GIVEN REQUEST
Omit the images, then output each of the records below exactly.

THE DATA
________

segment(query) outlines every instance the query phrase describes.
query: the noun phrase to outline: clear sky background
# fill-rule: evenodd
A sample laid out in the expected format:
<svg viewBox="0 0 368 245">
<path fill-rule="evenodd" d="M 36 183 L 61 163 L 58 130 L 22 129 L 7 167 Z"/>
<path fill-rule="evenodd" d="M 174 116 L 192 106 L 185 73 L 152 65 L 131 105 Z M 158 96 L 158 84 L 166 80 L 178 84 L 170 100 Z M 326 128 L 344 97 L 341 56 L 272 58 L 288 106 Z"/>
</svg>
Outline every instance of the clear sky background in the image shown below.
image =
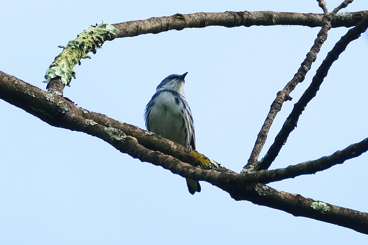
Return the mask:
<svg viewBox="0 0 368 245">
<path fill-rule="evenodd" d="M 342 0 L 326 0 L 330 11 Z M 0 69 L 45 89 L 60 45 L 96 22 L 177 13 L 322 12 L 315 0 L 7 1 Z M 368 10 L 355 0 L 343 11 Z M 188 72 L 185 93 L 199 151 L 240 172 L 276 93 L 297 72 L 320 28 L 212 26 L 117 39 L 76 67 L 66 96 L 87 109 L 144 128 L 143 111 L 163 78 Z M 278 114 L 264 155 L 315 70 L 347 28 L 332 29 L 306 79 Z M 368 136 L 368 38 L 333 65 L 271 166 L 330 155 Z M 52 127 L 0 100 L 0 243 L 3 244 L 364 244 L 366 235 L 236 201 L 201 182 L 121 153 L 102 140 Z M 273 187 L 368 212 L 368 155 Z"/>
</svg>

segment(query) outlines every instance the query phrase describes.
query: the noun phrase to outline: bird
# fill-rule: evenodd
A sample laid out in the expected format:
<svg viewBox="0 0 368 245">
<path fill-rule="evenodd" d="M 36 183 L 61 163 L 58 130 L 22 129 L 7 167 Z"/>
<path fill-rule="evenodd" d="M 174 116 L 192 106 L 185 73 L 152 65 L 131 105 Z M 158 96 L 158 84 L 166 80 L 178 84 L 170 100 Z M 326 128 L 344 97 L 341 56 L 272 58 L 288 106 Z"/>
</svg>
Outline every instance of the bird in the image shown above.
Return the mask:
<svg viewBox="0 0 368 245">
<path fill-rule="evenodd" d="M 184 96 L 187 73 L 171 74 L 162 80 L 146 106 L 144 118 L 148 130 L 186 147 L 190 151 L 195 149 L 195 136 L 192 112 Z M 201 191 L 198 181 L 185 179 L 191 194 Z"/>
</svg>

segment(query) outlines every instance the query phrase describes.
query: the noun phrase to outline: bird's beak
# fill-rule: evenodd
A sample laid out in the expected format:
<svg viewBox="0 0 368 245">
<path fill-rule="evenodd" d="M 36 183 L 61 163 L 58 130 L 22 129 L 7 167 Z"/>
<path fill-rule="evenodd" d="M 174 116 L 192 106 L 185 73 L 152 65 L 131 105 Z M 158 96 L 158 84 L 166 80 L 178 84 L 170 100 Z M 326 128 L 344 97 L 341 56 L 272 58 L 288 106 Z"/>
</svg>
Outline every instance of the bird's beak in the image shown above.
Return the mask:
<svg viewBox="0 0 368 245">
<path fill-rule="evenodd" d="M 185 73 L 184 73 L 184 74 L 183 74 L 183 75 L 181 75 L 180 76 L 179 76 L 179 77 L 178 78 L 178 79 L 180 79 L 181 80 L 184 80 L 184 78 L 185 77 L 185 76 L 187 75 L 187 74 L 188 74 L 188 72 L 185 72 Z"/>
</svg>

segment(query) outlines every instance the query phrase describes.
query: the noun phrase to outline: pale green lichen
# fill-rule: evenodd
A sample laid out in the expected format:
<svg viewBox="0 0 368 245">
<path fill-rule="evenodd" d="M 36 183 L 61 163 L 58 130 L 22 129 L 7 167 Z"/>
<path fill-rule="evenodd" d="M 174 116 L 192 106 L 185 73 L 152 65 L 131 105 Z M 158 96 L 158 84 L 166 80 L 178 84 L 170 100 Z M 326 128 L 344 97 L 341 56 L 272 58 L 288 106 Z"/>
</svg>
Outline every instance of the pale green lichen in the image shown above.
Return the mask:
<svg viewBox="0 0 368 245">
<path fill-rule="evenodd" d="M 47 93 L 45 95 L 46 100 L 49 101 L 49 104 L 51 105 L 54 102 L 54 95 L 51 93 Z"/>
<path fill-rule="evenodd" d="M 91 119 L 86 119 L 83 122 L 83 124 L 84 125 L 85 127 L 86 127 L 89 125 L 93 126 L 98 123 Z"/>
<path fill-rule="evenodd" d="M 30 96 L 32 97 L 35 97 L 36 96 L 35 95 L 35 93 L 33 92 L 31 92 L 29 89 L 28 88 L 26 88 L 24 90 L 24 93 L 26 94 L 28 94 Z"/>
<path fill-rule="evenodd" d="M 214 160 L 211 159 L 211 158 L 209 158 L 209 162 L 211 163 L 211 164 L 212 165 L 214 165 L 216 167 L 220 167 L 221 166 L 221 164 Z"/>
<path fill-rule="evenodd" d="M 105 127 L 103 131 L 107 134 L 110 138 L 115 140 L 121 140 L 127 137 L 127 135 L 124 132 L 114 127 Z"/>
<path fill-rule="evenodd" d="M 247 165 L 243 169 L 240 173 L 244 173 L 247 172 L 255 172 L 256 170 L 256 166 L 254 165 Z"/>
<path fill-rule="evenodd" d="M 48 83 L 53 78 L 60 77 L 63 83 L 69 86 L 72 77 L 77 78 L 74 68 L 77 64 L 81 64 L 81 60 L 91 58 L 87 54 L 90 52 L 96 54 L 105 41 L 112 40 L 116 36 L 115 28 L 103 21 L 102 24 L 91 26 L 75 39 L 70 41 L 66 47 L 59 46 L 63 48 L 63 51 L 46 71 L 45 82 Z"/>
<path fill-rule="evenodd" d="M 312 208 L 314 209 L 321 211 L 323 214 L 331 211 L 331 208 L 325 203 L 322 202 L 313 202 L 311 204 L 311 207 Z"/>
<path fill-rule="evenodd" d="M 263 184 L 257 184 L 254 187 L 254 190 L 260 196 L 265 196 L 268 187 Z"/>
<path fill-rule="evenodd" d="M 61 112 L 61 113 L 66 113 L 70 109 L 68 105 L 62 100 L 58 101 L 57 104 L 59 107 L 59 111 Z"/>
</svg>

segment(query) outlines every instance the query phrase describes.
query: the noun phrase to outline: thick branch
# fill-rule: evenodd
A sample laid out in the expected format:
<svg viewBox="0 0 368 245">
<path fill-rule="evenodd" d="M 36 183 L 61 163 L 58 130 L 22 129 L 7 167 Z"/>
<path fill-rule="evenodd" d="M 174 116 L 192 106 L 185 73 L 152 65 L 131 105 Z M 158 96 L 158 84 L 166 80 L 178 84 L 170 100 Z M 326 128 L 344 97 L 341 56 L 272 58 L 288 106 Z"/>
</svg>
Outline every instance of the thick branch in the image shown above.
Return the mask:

________

ANSWER
segment(query) outlines every instance the query phrase describes.
query: the noun phrase to outline: clear sky background
# fill-rule: evenodd
A sample laid out in the expected format:
<svg viewBox="0 0 368 245">
<path fill-rule="evenodd" d="M 36 183 L 61 163 L 58 130 L 22 129 L 7 167 Z"/>
<path fill-rule="evenodd" d="M 174 116 L 192 106 L 185 73 L 152 65 L 131 105 Z M 158 96 L 158 84 L 166 80 L 178 84 L 170 100 Z M 326 128 L 344 97 L 341 56 L 272 58 L 288 106 Z"/>
</svg>
Outline every instance of the clear sky background in the image shown below.
image =
Return the mask:
<svg viewBox="0 0 368 245">
<path fill-rule="evenodd" d="M 342 0 L 326 0 L 330 11 Z M 0 69 L 45 89 L 60 45 L 96 22 L 177 13 L 322 12 L 315 0 L 7 1 Z M 368 10 L 355 0 L 343 11 Z M 188 72 L 185 93 L 199 151 L 240 172 L 276 93 L 297 72 L 320 28 L 212 26 L 117 39 L 76 67 L 66 96 L 87 109 L 144 128 L 143 111 L 163 78 Z M 278 114 L 264 155 L 315 70 L 347 28 L 332 29 L 306 79 Z M 368 136 L 368 38 L 333 65 L 271 166 L 330 155 Z M 52 127 L 0 100 L 0 243 L 3 244 L 364 244 L 366 235 L 236 201 L 201 182 L 121 153 L 102 140 Z M 273 187 L 368 212 L 368 155 Z"/>
</svg>

segment(query) outlines every instance the query phrase describes.
query: the noun phrase to outline: bird
# fill-rule: evenodd
A sample laid out in the expected format:
<svg viewBox="0 0 368 245">
<path fill-rule="evenodd" d="M 36 183 L 61 163 L 58 130 L 22 129 L 7 167 Z"/>
<path fill-rule="evenodd" d="M 174 116 L 192 106 L 185 73 L 152 65 L 131 105 Z M 158 96 L 158 84 L 166 80 L 178 84 L 170 100 Z M 326 128 L 344 97 L 341 56 L 272 58 L 288 106 Z"/>
</svg>
Outline every instance of the bird in the image shown above.
Return the mask:
<svg viewBox="0 0 368 245">
<path fill-rule="evenodd" d="M 184 96 L 187 73 L 171 74 L 162 80 L 146 106 L 144 118 L 148 130 L 186 147 L 190 151 L 195 149 L 195 136 L 192 112 Z M 201 191 L 198 181 L 185 179 L 191 194 Z"/>
</svg>

segment(query) outlines every instance the query phrase describes.
query: the noun phrase to outline: bird's beak
# fill-rule: evenodd
A sample laid out in the expected format:
<svg viewBox="0 0 368 245">
<path fill-rule="evenodd" d="M 36 183 L 61 163 L 58 130 L 22 129 L 7 167 Z"/>
<path fill-rule="evenodd" d="M 174 116 L 192 106 L 185 73 L 152 65 L 131 105 Z M 158 96 L 158 84 L 166 80 L 178 84 L 170 100 Z M 326 128 L 344 97 L 341 56 L 272 58 L 288 106 Z"/>
</svg>
Outline every instance of the bird's beak in the image shown above.
Return the mask:
<svg viewBox="0 0 368 245">
<path fill-rule="evenodd" d="M 185 73 L 184 73 L 184 74 L 183 74 L 183 75 L 181 75 L 180 76 L 179 76 L 179 77 L 178 78 L 178 79 L 180 79 L 181 80 L 184 80 L 184 78 L 185 77 L 185 76 L 187 75 L 187 74 L 188 74 L 188 72 L 185 72 Z"/>
</svg>

segment(query) outlines every instance the query phrase describes.
query: the noun phrase to outline: pale green lichen
# fill-rule: evenodd
A sample laid out in the expected format:
<svg viewBox="0 0 368 245">
<path fill-rule="evenodd" d="M 36 183 L 61 163 L 58 130 L 22 129 L 7 167 Z"/>
<path fill-rule="evenodd" d="M 174 116 L 192 106 L 185 73 L 152 65 L 131 105 Z M 158 96 L 158 84 L 166 80 L 178 84 L 170 100 Z M 326 128 L 344 97 L 341 56 L 272 58 L 288 106 Z"/>
</svg>
Outline every instance of the pale green lichen in the image shown above.
Return the mask:
<svg viewBox="0 0 368 245">
<path fill-rule="evenodd" d="M 47 93 L 45 95 L 46 100 L 49 101 L 49 104 L 51 105 L 54 102 L 54 95 L 51 93 Z"/>
<path fill-rule="evenodd" d="M 91 119 L 86 119 L 83 122 L 83 124 L 84 125 L 85 127 L 86 127 L 89 125 L 93 126 L 98 123 Z"/>
<path fill-rule="evenodd" d="M 30 96 L 32 97 L 35 97 L 36 96 L 35 95 L 35 93 L 33 92 L 31 92 L 29 89 L 28 88 L 26 88 L 24 90 L 24 93 L 26 94 L 28 94 Z"/>
<path fill-rule="evenodd" d="M 214 160 L 211 159 L 211 158 L 209 158 L 209 162 L 211 163 L 211 164 L 212 165 L 214 165 L 216 167 L 220 167 L 221 166 L 221 164 Z"/>
<path fill-rule="evenodd" d="M 105 127 L 103 131 L 107 134 L 110 138 L 115 140 L 121 140 L 127 137 L 127 135 L 124 132 L 114 127 Z"/>
<path fill-rule="evenodd" d="M 247 165 L 243 169 L 240 173 L 244 173 L 247 172 L 255 172 L 256 170 L 256 166 L 254 165 Z"/>
<path fill-rule="evenodd" d="M 48 83 L 53 78 L 60 77 L 63 83 L 69 86 L 72 77 L 77 78 L 74 68 L 77 64 L 81 64 L 81 60 L 91 58 L 87 54 L 90 52 L 96 54 L 105 41 L 112 40 L 116 36 L 115 28 L 103 21 L 102 24 L 91 26 L 75 39 L 70 41 L 66 47 L 59 46 L 63 48 L 63 51 L 46 71 L 45 82 Z"/>
<path fill-rule="evenodd" d="M 312 208 L 314 209 L 321 211 L 323 214 L 331 211 L 331 208 L 325 203 L 322 202 L 313 202 L 311 204 L 311 207 Z"/>
<path fill-rule="evenodd" d="M 263 184 L 257 184 L 254 187 L 254 190 L 260 196 L 265 196 L 268 187 Z"/>
<path fill-rule="evenodd" d="M 61 112 L 61 113 L 66 113 L 70 109 L 68 105 L 62 100 L 58 101 L 57 104 L 59 107 L 59 111 Z"/>
</svg>

segment(query) outlines every instance the query phrase describes.
query: the noun phrase to outline: thick branch
# fill-rule: evenodd
A sample laid out in the expected format:
<svg viewBox="0 0 368 245">
<path fill-rule="evenodd" d="M 36 183 L 61 163 L 58 130 L 22 129 L 7 167 Z"/>
<path fill-rule="evenodd" d="M 174 116 L 192 106 L 185 73 L 152 65 L 131 105 Z M 158 96 L 158 84 L 166 80 L 178 84 L 170 100 Z M 326 128 L 344 97 L 341 56 L 272 58 L 288 106 Z"/>
</svg>
Outline every instance of the thick branch in the image shown above.
Return the mask:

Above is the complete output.